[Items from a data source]
-------------------------
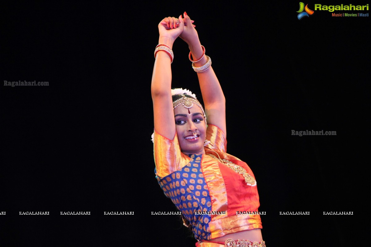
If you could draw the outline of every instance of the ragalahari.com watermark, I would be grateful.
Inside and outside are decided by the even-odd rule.
[[[4,86],[9,86],[12,87],[19,87],[19,86],[49,86],[49,81],[4,81]]]
[[[320,131],[315,131],[312,130],[300,130],[298,131],[295,130],[291,130],[292,136],[336,136],[336,131],[324,131],[323,130]]]

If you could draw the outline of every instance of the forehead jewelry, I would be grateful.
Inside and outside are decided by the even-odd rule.
[[[205,111],[202,106],[198,100],[193,98],[188,98],[186,97],[186,96],[183,94],[183,97],[179,99],[174,102],[173,102],[173,109],[175,109],[179,106],[181,105],[185,108],[186,108],[188,110],[188,114],[191,116],[191,112],[189,110],[190,108],[191,108],[193,106],[193,104],[196,104],[201,108],[202,111],[202,113],[204,114],[204,119],[205,119],[205,124],[207,126],[207,123],[206,122],[206,116],[205,114]]]
[[[193,133],[193,136],[194,136],[194,137],[195,138],[197,137],[197,134],[196,134],[196,132],[194,132],[194,131],[192,131],[192,133]]]

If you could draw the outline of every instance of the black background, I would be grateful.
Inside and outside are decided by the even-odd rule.
[[[310,9],[314,3],[349,4]],[[298,20],[298,9],[293,1],[3,5],[1,84],[49,86],[0,87],[1,246],[194,246],[178,216],[151,214],[176,211],[154,173],[157,26],[185,11],[227,99],[228,152],[256,178],[268,246],[359,240],[357,222],[367,213],[359,195],[367,193],[370,17],[315,11]],[[177,39],[173,50],[173,86],[199,97],[186,44]]]

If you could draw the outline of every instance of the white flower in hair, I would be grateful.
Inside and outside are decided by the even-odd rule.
-------------------------
Given instruction: Copy the data from the line containing "jewelry, I would be grateful." through the end of the data, keeping every line of text as it is. Shift each coordinate in the polygon outlines by adding -72 to it.

Task response:
If you could draw the outline of every instance of the forehead jewelry, I would be grateful.
Inside and outside are decided by the even-odd rule.
[[[133,39],[130,34],[126,28],[121,26],[116,26],[114,25],[114,24],[111,22],[111,25],[107,27],[102,30],[101,30],[101,37],[103,37],[107,34],[109,33],[113,36],[114,36],[116,38],[116,42],[119,44],[119,40],[117,38],[118,36],[119,36],[121,34],[121,32],[124,32],[129,36],[130,39],[130,41],[132,42],[132,47],[133,47],[133,52],[135,54],[135,51],[134,50],[134,44],[133,42]]]
[[[121,61],[121,64],[122,64],[122,65],[123,66],[125,65],[125,62],[124,62],[124,60],[122,60],[122,59],[120,59],[120,61]]]

If you could draw the outline of every instance of the black background, I would be grateful.
Inside and outside are decided by the even-odd rule.
[[[238,-63],[242,-69],[277,-68]],[[226,-52],[226,-63],[221,-71],[-69,-67],[-71,12],[-23,14],[-72,15],[-71,174],[122,174],[106,144],[79,142],[104,139],[82,101],[85,-46],[113,-61],[155,27],[156,80],[184,106],[196,174],[287,168],[285,150],[295,141],[287,123],[295,121],[298,-55],[243,-61]],[[105,-33],[101,-22],[101,14],[127,25],[114,-28]]]

If you could draw the outline of every instance of the white flower in hair, I would be grateful.
Inside and outside are decided by the even-odd rule.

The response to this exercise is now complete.